• Selected excerpt
--- START ---

Posted by email@example.com on September 21, 2006, 12:57 am
I'm totally new to solar adventures and have been reading home power
and Gary's website (builditsolar).
I've been reading with great interest about solar air collectors and
figure that might be a good place to start in terms of DIY
construction. However, I don't want to cut holes in the south face of
my house. I do have room on an east side *beside* the house. Any clues
as to a design where I could have inlet and outlet ducts on the bottom
of a collector both on the same side? Is it feasible to use insulated
ducting to run to the house from the collector?
I'm from Manitoba canada so our winters are pretty cold.
Posted by darrylvan on September 21, 2006, 9:57 pm
No responses :(
I'll try again. Is it practical to build a solar air collector that
would have to run some ducting outside to get to the house? Is insulated
Posted by schooner on September 21, 2006, 10:03 pm
Yes, should work no problem if you drive the unit with a fan. The units we
have built all have the in and out at the bottom.
Here are a couple pics of the panels:
The use a collector box top and bottom with aluminum 3" flexible ducting as
the collector plate. Bottom box is split so inlet and outlet are separate,
air flows up 10 of the ducts and down the other 3 and out.
I can get you the specifics of the fan we use if needed but it drives 150cfm
of air out the 5" outlet duct and is attached to the 6" inlet.

--- END ---

• Complete the following
1: Answer these questions about the solar collector thread:
(a) Which province is the first poster from?
(b) What material do schooner's units use as the collector plate?
(c) How much air does schooner's fan drive?
2: Name each person who posts in the solar collector thread, along with the time of their post.
3: Print the passage of the solar collector thread word for word, starting with "Posted by email@example.com" and going on through "Gary's website (builditsolar).".

• Data shown
--- START ---

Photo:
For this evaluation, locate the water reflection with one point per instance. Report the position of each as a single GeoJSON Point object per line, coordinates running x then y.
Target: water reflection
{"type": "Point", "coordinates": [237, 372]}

--- END ---

• Answers by task
1:
(a) Manitoba
(b) Aluminum 3" flexible ducting
(c) 150cfm

2:
- email@example.com: 12:57 am
- darrylvan: 9:57 pm
- schooner: 10:03 pm

3:
Posted by email@example.com on September 21, 2006, 12:57 am
I'm totally new to solar adventures and have been reading home power
and Gary's website (builditsolar).